*DIRECTIONS:* Render as a Markdown table, with columns named Row and Line, the lines of the items that start with the line containing "on the branch" and continue through the end of the items. Leave out any blank lines.

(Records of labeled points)
>> BEGIN
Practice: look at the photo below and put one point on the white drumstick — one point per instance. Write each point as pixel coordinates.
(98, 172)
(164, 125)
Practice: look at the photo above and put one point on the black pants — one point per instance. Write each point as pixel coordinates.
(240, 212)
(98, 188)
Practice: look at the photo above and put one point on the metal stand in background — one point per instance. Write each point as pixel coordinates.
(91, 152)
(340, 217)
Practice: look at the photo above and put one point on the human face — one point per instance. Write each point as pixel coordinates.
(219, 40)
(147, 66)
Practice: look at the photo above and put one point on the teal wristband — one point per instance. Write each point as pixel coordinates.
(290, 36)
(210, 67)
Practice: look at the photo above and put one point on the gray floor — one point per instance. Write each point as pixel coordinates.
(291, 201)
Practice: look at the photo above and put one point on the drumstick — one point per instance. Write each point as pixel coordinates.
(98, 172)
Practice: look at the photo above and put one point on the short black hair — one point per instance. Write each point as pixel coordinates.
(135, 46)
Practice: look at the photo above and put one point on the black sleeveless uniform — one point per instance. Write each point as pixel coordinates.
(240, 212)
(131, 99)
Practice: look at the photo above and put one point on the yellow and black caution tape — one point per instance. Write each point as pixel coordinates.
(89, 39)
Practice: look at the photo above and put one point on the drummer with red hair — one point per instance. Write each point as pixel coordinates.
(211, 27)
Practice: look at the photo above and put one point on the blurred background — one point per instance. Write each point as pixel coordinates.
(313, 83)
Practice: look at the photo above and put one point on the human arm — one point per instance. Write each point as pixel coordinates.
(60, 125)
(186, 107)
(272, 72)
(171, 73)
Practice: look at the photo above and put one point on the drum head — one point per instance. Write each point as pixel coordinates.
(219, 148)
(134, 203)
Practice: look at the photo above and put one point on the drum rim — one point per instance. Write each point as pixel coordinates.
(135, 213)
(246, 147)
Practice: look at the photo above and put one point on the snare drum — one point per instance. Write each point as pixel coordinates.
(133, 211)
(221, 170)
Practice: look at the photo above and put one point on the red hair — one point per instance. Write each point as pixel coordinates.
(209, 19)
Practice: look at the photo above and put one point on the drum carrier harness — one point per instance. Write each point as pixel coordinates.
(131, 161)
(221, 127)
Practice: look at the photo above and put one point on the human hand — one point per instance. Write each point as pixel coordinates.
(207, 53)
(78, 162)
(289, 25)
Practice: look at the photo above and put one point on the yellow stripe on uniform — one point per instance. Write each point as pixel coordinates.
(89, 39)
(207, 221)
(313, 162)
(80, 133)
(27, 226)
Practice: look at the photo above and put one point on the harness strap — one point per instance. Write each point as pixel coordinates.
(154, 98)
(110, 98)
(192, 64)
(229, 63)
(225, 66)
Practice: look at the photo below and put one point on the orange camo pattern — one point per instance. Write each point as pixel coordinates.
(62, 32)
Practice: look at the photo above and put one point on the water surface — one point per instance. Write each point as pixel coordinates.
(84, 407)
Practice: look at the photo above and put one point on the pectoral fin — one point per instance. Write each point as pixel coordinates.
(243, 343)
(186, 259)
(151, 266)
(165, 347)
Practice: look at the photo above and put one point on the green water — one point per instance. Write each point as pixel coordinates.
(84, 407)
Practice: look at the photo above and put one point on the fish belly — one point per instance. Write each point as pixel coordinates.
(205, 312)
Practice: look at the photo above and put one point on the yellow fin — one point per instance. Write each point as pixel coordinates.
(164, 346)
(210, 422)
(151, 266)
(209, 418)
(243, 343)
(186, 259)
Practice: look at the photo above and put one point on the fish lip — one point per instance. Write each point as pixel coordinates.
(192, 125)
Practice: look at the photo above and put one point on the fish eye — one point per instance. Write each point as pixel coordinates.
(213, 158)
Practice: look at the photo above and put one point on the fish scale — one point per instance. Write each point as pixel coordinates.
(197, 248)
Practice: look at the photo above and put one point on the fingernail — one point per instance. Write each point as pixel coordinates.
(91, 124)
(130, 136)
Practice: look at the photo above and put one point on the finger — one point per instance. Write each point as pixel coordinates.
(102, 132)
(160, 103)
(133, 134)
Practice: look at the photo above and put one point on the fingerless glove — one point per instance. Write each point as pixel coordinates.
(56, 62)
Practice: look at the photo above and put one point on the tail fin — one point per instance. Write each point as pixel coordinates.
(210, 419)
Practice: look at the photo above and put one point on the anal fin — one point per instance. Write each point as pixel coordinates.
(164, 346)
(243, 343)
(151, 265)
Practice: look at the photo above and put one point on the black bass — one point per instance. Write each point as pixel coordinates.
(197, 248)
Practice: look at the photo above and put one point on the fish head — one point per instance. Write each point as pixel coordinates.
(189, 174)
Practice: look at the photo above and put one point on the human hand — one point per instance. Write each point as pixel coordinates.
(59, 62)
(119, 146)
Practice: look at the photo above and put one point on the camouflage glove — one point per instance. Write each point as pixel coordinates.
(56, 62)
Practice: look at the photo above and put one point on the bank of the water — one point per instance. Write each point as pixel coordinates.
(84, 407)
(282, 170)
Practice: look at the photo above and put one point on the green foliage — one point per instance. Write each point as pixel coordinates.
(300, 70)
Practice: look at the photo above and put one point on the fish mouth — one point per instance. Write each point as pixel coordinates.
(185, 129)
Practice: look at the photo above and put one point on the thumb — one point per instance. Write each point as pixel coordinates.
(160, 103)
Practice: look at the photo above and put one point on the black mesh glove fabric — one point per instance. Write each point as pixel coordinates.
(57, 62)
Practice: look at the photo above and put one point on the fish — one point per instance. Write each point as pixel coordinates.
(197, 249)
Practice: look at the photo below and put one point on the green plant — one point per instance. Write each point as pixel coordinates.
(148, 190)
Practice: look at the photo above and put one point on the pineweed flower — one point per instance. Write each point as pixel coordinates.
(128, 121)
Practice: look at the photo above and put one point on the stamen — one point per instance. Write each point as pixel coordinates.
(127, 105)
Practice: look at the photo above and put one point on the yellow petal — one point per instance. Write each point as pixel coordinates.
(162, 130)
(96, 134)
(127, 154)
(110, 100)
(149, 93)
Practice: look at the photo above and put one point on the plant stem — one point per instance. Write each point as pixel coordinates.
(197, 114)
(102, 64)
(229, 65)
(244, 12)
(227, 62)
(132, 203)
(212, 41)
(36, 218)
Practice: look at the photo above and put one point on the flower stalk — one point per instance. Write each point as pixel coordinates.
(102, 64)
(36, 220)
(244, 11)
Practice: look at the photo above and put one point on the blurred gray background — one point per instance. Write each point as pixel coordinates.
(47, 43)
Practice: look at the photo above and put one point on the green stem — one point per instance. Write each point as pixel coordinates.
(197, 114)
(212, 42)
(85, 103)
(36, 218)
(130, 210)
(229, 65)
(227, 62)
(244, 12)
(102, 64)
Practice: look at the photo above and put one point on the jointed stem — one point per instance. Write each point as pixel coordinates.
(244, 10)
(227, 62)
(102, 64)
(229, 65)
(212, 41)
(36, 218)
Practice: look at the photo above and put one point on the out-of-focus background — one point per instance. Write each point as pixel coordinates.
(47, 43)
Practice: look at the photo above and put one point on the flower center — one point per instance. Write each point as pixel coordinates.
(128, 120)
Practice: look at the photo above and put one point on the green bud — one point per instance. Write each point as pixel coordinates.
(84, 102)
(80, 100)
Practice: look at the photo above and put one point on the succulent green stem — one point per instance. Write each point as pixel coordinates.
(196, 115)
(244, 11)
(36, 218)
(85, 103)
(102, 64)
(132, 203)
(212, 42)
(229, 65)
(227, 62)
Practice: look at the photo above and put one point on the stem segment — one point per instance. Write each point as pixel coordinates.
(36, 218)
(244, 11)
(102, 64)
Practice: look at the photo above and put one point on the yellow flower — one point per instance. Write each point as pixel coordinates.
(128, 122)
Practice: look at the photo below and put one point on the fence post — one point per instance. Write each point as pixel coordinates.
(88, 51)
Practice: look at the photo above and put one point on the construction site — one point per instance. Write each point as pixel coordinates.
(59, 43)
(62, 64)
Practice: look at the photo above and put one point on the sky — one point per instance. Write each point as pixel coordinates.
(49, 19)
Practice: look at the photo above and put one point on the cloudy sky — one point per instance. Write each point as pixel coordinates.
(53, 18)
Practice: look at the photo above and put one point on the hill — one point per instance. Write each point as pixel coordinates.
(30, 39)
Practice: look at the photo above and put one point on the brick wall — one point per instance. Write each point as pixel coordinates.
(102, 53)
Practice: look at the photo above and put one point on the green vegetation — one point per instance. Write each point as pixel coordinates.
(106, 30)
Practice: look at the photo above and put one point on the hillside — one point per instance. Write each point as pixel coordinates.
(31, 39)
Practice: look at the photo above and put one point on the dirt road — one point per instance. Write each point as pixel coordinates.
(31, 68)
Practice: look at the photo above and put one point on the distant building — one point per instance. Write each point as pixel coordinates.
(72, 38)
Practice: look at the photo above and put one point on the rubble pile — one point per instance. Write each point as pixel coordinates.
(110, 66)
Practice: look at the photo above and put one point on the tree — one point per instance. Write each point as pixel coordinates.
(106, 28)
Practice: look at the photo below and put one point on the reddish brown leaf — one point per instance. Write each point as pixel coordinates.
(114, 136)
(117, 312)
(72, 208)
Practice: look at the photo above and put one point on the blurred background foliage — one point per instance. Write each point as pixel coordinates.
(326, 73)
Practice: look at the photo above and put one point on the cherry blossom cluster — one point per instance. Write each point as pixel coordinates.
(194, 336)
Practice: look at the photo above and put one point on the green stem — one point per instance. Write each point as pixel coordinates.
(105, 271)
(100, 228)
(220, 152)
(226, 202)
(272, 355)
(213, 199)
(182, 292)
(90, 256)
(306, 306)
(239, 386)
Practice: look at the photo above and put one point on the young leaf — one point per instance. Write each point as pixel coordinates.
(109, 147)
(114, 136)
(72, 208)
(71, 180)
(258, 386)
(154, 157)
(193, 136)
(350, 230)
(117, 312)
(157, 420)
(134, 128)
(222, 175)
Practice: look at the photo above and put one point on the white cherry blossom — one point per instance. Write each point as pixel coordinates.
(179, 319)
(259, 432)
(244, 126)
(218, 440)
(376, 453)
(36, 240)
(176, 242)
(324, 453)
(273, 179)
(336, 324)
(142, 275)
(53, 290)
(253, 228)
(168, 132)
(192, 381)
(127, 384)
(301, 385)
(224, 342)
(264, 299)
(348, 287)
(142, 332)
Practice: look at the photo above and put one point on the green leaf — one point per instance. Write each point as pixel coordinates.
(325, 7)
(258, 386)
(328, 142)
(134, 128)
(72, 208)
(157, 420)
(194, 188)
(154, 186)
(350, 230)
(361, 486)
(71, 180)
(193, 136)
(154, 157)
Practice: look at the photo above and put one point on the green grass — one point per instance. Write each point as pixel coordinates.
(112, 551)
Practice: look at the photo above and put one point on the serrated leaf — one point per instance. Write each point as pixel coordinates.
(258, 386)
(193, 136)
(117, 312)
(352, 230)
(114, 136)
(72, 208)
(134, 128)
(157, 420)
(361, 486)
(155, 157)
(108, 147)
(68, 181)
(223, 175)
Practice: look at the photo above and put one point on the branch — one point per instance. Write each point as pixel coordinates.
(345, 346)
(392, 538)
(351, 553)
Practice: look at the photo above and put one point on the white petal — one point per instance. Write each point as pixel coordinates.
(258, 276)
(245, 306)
>> END
*TASK ANSWER:*
| Row | Line |
|---|---|
| 1 | Practice: look at the photo above and put one point on the branch — one point per instance. Write each point as pixel coordinates. |
| 2 | (345, 346) |
| 3 | (392, 538) |
| 4 | (351, 553) |
| 5 | Practice: look at the photo above and put one point on the white petal — one point per instance. Write each point as pixel coordinates. |
| 6 | (258, 276) |
| 7 | (245, 306) |